- **SUPPLIED MATERIAL**:

──────────

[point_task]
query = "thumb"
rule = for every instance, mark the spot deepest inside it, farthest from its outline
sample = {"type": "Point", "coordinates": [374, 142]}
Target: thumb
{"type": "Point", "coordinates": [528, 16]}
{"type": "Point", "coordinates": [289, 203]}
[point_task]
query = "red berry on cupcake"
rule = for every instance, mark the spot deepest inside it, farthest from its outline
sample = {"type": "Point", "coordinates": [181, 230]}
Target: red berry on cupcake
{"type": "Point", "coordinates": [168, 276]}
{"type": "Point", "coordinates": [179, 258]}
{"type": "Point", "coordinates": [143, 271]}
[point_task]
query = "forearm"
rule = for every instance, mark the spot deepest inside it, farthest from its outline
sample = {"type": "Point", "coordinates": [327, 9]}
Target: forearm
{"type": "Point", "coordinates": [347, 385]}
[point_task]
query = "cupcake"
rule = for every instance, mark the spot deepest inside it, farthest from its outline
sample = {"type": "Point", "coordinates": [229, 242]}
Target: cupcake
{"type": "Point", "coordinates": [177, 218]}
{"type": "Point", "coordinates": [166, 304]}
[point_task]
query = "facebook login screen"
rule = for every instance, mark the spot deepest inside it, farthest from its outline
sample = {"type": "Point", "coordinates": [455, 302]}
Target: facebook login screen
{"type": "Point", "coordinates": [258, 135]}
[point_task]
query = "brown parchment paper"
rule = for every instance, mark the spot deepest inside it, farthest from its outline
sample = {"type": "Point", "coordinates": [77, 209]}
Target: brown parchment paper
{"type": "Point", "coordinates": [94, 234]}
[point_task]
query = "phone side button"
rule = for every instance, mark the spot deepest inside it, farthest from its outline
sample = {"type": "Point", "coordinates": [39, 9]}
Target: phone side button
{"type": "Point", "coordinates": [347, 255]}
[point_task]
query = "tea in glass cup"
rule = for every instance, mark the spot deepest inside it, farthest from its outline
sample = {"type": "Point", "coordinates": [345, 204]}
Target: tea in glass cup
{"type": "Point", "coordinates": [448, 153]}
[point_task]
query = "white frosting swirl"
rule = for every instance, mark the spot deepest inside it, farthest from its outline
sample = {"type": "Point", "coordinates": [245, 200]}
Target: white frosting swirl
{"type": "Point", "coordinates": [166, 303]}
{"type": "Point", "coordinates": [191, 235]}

──────────

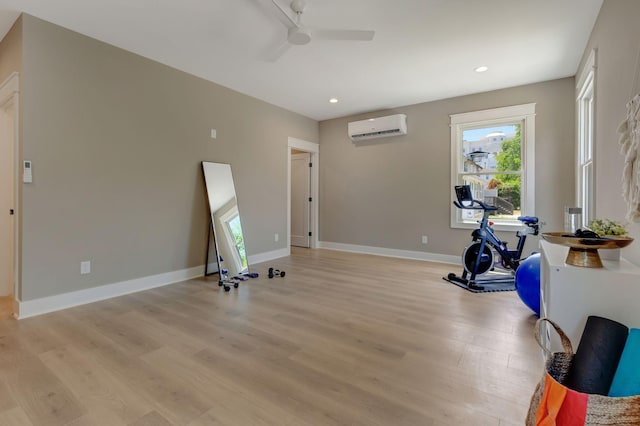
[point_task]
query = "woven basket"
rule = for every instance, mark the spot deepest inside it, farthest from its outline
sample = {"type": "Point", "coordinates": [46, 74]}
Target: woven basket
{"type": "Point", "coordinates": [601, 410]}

──────────

- **OBJECTIVE**:
How many lines in the rows above contain the string "facebook"? Reply with the number alone.

- **ANSWER TO THE TASK**:
2